> _DOCUMENT TEXT_:
=== Section Start ===
This respository documents the scripts used to analyse data for the paper:
Jackson B, et al. Generation and transmission of inter-lineage recombinants in the SARS-CoV-2 pandemic. Submitted
--
It is organised into the following subdirectories (in alphabetical order), which represent the file structure used in the original analyses, but note that the sequences and their associated metadata are not included in this repository:
3seq_weighted_background
- the command used to run 3SEQ
background
- scripts to handle the comprehensive background sequence dataset (of non-recombinant sequences)
=== Section End ===
> _SOURCE DATA_:
=== Section Start ===
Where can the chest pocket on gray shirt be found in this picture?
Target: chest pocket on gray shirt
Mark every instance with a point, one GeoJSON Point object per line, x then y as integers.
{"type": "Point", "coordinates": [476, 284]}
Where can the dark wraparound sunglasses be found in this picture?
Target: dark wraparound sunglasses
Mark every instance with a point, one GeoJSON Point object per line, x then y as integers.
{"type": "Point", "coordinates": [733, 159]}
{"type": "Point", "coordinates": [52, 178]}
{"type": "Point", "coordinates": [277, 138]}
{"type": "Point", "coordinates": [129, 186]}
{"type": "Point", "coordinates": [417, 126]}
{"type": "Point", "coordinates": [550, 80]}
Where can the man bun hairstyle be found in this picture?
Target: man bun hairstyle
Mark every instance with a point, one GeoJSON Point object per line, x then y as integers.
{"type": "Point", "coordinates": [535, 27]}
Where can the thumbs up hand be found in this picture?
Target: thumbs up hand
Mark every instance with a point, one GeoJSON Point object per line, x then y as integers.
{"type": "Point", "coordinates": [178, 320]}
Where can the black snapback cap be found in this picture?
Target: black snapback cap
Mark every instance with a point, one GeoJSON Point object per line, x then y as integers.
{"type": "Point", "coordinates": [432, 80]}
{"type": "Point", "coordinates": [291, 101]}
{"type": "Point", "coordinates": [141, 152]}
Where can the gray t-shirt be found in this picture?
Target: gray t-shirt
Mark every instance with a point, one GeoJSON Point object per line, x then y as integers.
=== Section End ===
> _EXERCISE AIM_: Copy everything from "This respository documents" down to "(of non-recombinant sequences)" in the repository description, renaming "scripts" to "programs" throughout. The entries above are not needed for any task.

> _YOUR RESPONSE_:
This respository documents the programs used to analyse data for the paper:
Jackson B, et al. Generation and transmission of inter-lineage recombinants in the SARS-CoV-2 pandemic. Submitted
--
It is organised into the following subdirectories (in alphabetical order), which represent the file structure used in the original analyses, but note that the sequences and their associated metadata are not included in this repository:
3seq_weighted_background
- the command used to run 3SEQ
background
- programs to handle the comprehensive background sequence dataset (of non-recombinant sequences)